Transcribe the lines below word for word, keeping them in their original order and changing nothing.

__Input for this task__:
++++++++
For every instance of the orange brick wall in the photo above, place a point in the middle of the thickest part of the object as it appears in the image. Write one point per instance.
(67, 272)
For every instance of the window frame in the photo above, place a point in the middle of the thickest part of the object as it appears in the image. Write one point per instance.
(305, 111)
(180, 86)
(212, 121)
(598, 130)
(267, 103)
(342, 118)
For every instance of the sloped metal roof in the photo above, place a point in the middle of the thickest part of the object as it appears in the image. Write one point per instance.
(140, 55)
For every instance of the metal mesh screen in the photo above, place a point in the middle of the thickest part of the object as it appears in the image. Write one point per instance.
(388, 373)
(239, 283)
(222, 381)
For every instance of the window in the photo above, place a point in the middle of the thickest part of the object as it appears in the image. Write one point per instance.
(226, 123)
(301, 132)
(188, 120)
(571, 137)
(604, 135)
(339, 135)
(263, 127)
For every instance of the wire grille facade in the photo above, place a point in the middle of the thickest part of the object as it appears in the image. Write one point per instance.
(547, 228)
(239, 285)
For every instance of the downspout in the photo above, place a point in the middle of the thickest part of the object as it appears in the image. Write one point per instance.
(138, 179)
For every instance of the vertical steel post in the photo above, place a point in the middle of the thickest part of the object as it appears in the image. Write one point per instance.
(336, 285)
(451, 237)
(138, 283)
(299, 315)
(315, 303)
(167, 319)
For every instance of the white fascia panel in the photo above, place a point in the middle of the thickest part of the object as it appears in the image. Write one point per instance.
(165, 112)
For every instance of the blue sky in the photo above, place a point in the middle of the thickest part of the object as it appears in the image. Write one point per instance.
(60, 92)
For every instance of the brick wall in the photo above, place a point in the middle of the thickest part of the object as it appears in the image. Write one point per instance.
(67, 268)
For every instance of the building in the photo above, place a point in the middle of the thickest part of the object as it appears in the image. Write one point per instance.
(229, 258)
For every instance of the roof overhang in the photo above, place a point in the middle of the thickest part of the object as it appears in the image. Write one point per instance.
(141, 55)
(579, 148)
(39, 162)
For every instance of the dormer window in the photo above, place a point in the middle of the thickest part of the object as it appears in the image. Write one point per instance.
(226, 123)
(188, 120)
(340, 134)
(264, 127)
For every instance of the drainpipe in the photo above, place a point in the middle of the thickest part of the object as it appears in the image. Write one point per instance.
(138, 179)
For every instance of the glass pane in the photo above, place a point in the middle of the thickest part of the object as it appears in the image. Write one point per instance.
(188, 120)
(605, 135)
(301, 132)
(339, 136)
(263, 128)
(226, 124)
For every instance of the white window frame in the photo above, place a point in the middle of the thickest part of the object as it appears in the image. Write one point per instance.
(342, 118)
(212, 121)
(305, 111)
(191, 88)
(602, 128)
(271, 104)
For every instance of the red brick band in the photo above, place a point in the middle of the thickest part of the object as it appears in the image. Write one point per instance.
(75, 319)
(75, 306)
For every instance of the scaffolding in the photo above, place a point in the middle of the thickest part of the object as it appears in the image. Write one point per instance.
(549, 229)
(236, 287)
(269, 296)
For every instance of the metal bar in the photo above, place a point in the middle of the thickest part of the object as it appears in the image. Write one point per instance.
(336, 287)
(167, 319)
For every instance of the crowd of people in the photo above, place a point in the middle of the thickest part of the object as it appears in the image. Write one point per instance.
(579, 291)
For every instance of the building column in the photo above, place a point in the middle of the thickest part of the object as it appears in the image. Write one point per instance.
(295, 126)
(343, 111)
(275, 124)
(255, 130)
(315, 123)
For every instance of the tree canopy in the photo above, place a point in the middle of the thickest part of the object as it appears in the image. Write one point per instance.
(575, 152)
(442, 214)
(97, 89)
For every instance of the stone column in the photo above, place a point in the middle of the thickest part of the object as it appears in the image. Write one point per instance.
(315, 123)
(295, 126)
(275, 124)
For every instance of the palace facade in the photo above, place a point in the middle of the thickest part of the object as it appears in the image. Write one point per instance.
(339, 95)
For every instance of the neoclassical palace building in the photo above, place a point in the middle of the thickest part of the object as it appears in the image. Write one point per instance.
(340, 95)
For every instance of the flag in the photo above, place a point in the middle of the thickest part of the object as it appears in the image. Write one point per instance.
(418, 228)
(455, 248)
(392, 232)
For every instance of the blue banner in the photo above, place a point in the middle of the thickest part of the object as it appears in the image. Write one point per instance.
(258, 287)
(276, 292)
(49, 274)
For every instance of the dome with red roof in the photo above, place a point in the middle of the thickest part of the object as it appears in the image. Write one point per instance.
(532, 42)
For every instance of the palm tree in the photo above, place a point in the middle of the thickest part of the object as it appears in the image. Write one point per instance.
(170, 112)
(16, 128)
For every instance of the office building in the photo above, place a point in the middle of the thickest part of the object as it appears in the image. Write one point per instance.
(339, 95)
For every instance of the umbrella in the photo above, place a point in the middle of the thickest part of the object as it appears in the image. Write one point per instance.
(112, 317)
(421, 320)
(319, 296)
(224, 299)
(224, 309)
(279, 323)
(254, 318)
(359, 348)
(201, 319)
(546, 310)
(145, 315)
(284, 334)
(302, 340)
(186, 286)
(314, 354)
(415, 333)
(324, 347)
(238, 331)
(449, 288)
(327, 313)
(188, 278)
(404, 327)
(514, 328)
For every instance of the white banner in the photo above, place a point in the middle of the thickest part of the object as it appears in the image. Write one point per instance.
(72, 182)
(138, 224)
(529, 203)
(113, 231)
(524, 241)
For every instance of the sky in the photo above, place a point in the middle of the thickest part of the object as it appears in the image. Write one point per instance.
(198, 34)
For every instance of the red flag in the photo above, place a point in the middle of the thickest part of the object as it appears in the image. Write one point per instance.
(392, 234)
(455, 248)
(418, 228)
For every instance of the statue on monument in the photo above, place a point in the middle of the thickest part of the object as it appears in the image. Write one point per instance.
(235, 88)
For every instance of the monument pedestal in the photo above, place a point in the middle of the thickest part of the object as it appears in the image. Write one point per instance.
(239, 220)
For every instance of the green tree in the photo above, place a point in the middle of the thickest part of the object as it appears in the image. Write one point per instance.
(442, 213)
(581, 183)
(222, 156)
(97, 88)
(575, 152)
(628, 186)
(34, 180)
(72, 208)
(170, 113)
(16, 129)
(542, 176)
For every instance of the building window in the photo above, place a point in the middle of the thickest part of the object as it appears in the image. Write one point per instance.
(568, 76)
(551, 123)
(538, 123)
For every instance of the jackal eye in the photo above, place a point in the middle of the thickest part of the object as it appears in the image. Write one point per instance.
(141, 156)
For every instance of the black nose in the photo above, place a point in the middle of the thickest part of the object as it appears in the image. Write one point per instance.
++++++++
__Written answer__:
For every instance of the orange brick wall in the photo above, place a point in the middle of the thickest part of the object as it appears in the image. Write one point per instance.
(67, 272)
For every instance of the window frame in the photo above, place a point in the middle of the thickest part of the object as it appears in the image. Write one point per instance.
(305, 111)
(180, 86)
(212, 121)
(598, 130)
(267, 103)
(342, 118)
For every instance of the sloped metal roof in the photo above, place a point in the middle of the thickest part of the object as it appears in the image. Write one point per instance.
(140, 55)
For every instance of the metal mesh screen in the photo above, place a point in the middle of the thickest part of the object as it appears in the image. Write one point per instance.
(388, 373)
(239, 283)
(222, 381)
For every instance of the window in the photo above, place a point in the middle of the thickest part of the object as it appears in the image. Write one point per instance.
(226, 123)
(301, 132)
(188, 120)
(571, 137)
(604, 135)
(339, 135)
(263, 127)
For every instance of the wire grille facade in the photo above, place a point in the middle of the thickest part of the object as it appears in the image. Write one point per instance.
(547, 228)
(239, 285)
For every instance of the downspout in the photo above, place a point in the middle of the thickest part of the object as it appears in the image. Write one point per instance.
(138, 179)
For every instance of the vertical steel post in the photo above, place a point in the middle of the thickest part of the object as it appears in the image. Write one point per instance.
(336, 285)
(451, 237)
(138, 283)
(299, 315)
(315, 303)
(167, 319)
For every instance of the white fascia panel in the photo above, place a point in the middle of the thickest part of the object as it appears in the image. Write one point per instance.
(165, 112)
For every instance of the blue sky in the photo above, place a point in the middle of the thickest part of the object as it appears in the image. Write one point per instance.
(60, 92)
For every instance of the brick wall in the photo above, place a point in the middle of the thickest part of the object as it appears in the image. Write one point per instance.
(67, 268)
For every instance of the building in the photo above, place a point in the middle of the thickest part of the object as it appears in the image. Write one point per instance.
(229, 258)
For every instance of the roof overhang in the photo above, place a point in the middle of the thickest part of the object as it appears in the image. Write one point per instance.
(141, 55)
(579, 148)
(39, 162)
For every instance of the dormer window in the photo above, place a point in the middle of the thickest part of the object as it appears in the image. Write one point per instance.
(226, 123)
(188, 120)
(340, 134)
(264, 127)
For every instance of the drainpipe in the photo above, place a point in the middle of the thickest part of the object as it appears in the image. Write one point per instance.
(138, 179)
For every instance of the glass pane in the photo above, place a point in the middle of the thickest part of the object as it appears in the image. Write one point per instance.
(188, 120)
(605, 135)
(301, 132)
(339, 136)
(263, 128)
(226, 124)
For every instance of the white window frame in the photo above, place a point in the middle of the thickest part of the object as it appears in the image. Write one point per instance.
(342, 118)
(212, 121)
(305, 111)
(191, 88)
(602, 128)
(271, 104)
For every instance of the red brick band in the photo above, place a point in the middle of the thickest part of the object as it appears in the image. Write one point per instance.
(75, 319)
(75, 306)
For every instance of the scaffolding in the photo above, place a point in the middle of the thickest part of the object as it appears in the image. Write one point per instance.
(549, 229)
(236, 287)
(269, 296)
For every instance of the metal bar in the photo above, place a point in the middle of the thickest part of the object as it appears in the image. Write one point per instance.
(336, 287)
(167, 319)
For every instance of the crowd of people in the photo above, place a point in the middle of the thickest part of the object as it appears in the image. Write one point per instance.
(579, 291)
For every instance of the building column in the photo above, place a point in the middle of the thickest part of the object as it appears in the image. Write one point per instance.
(295, 126)
(343, 111)
(275, 124)
(255, 130)
(315, 123)
For every instance of the tree canopy in the photo above, place a point in the middle of the thickest part of the object as it appears in the image. Write one point per instance.
(575, 152)
(442, 214)
(97, 89)
For every instance of the stone column in the photo above, place a point in the middle of the thickest part of the object as it appears in the image. Write one point per instance.
(315, 123)
(295, 126)
(275, 124)
For every instance of the palace facade in the photo above, place a point in the middle of the thickest part of the object as it appears in the image. Write one point per instance.
(339, 95)
For every instance of the neoclassical palace building in the photo above, place a point in the middle of the thickest part of the object as it appears in the image. Write one point per instance.
(340, 95)
For every instance of the flag in the photo above, place a point in the middle of the thickest part of the object as it appears in the image. Write one point per instance.
(418, 228)
(455, 248)
(392, 232)
For every instance of the blue banner in the photo above, place a point in the middle of the thickest part of the object as it appears in the image. Write one point per instance.
(258, 287)
(276, 292)
(49, 274)
For every instance of the dome with red roof in the photo above, place a point in the middle of the thickest part of the object as it appears in the image. Write one point per instance.
(532, 42)
For every instance of the palm tree in the photo above, place a point in the middle of the thickest part of the object as it appears in the image. Write one point per instance.
(170, 112)
(16, 128)
For every instance of the office building in the photo above, place a point in the middle of the thickest part of the object as it appears in the image. Write one point per instance.
(339, 95)
For every instance of the umbrella in the photo above, place a point in the middle of the thickest part of the object as it appears in the image. Write one point per instance.
(112, 317)
(421, 320)
(319, 296)
(224, 299)
(224, 309)
(279, 323)
(254, 318)
(359, 348)
(201, 319)
(546, 310)
(145, 315)
(284, 334)
(302, 340)
(186, 286)
(314, 354)
(415, 333)
(324, 347)
(238, 331)
(449, 288)
(327, 313)
(188, 278)
(404, 327)
(514, 328)
For every instance of the white banner in the photo above, place a point in the middle of the thickest part of the object as it appears in the image. Write one point per instance.
(72, 182)
(138, 224)
(529, 203)
(113, 231)
(524, 241)
For every instance of the sky in the photo above, place a point in the middle of the thickest part of the object as it appears in the image. Write one point per instance.
(198, 34)
For every instance of the red flag in the photo above, place a point in the middle of the thickest part of the object as it appears in the image. Write one point per instance.
(392, 234)
(455, 248)
(418, 228)
For every instance of the statue on monument in the photo above, place a point in the middle of the thickest part of the object as it appears in the image. Write one point per instance.
(235, 88)
For every instance of the monument pedestal in the photo above, place a point in the middle of the thickest part of the object as it appears in the image. Write one point per instance.
(239, 220)
For every instance of the green tree in the photo above, place a point in the middle of the thickest part of the object as it appears in the image. Write one point per instance.
(442, 213)
(581, 183)
(222, 156)
(97, 88)
(575, 152)
(628, 186)
(34, 180)
(72, 208)
(170, 113)
(16, 129)
(542, 176)
For every instance of the building window in the photo above, place a point in the middle of the thickest part of the object as it appears in the image. Write one point per instance.
(568, 76)
(551, 123)
(538, 123)
For every instance of the jackal eye in the photo above, place a point in the middle of the thickest part of the object as it appears in the image. Write one point per instance.
(141, 156)
For every instance of the black nose in the photo above, place a point in the middle of the thickest part of the object as it appears in the image. Write one point per instance.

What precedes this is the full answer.